Изучите материал:
- A) Кем представлен Герцович во фрагменте о повести Шевцова?
- B) Подхватите фрагмент о повести Шевцова и продолжите его со следующего предложения после последнего.

Текст для разбора:
━━━

Конечно, Шевцов должен был подчиняться законам сталинистской мимикрии, маскирующей зоологический антисемитизм идеологическими ярлыками. Ради такой мимикрии он вложил свои заветные мысли в уста одного из персонажей повести — еврея Герцовича, представленного в качестве старого большевика, к тому же репрессированного в годы сталинизма. Это призвано было придать убедительность утверждениям автора антисемитского пасквиля, которые высказывались от лица Герцовича: «Сионизм (в отличие от фашизма.— В. Р.) идёт другим путём — скрытым, тайным, проникая во все жизненно-важные ячейки государств всего мира, подтачивая изнутри всё сильное, здоровое, патриотическое, прибирая к рукам, захватывая все главные позиции административной, экономической и духовной жизни той или иной страны. Как фашисты, так и сионисты люто ненавидят марксизм-ленинизм и его идеологию, в частности, идеи интернационализма, братства народов, с той лишь разницей, что сион охотно засылал свою агентуру в международное коммунистическое и рабочее движение. Иногда их агентам удавалось пробираться и к руководству компартий. И тут перед Герцовичем всегда вставал образ Иудушки-Троцкого (Бронштейна), которого он считал одним из типичных агентов сионизма, провокатором № 1». Чувствуя, что здесь он чересчур зарывается, Шевцов делал оговорку, что такие мысли представляли «личную точку зрения Арона Марковича, его собственный взгляд и убеждение, быть может, не совпадающее с теоретическими исследованиями философов и социологов» [403].

━━━

Исходные данные:
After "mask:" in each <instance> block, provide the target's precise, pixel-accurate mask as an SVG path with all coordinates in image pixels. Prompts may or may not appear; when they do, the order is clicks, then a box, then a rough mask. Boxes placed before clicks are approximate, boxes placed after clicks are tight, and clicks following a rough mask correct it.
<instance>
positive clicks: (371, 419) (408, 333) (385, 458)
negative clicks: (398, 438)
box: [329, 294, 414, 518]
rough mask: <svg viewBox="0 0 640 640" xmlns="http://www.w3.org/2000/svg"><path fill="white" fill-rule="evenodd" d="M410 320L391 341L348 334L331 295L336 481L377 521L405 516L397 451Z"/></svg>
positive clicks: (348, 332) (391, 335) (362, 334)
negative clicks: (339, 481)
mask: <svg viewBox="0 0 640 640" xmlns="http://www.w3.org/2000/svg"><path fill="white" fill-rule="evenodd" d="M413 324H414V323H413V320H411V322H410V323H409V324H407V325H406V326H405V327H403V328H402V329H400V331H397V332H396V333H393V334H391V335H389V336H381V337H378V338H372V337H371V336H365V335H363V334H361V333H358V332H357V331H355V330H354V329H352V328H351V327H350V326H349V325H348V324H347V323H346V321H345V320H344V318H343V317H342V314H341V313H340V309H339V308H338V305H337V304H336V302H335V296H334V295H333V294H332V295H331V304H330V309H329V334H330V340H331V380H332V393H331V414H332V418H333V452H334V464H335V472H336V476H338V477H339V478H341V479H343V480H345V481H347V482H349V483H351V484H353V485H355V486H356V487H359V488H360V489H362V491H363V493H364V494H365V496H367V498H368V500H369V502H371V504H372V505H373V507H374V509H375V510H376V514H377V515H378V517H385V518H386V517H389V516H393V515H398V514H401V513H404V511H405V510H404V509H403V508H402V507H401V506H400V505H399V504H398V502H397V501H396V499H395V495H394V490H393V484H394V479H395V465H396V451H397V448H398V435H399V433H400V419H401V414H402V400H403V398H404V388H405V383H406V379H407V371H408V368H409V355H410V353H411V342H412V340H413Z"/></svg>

━━━

Ответы ниже:
- A) Старым большевиком, к тому же репрессированным в годы сталинизма.

- B)
Далее Шевцов вкладывал в уста Герцовича похвалу Сталину за то, что он «освободил» Советский Союз от Троцкого. Заявляя, что Троцкий «рвался в диктаторы, рассчитывая руками желторотых юнцов разделаться с коммунистами», Герцович прибавлял: «Троцкий расставлял свои кадры в армии. И если б Сталин не разглядел его — что бы было? Кошмар похлеще гитлеризма. Я-то знаю. Пускай там что угодно говорят историки, а я знаю: между сионизмом и троцкизмом дорожка прямёхонькая… На чём они сходились? На жажде владеть миром… Троцкий был сионист и его так называемая партия — прямая ветвь сионизма» [404].
Таким образом, нынешние аргументы «Памяти», «баркашовцев» и других антисемитских клик были высказаны на страницах советской печати двадцать пять лет тому назад. Суждения, близкие тем, которые содержались в повести Шевцова, проникли ныне даже в программу КПРФ, где утверждается, что «носители мелкобуржуазной идеологии (внутри большевистской партии.— В. Р.) рассматривали страну и государственную собственность как „добычу“, подлежащую разделу. Первоначально их стремления прикрывались ложным, троцкистским толкованием интернационального долга Советской России» [405].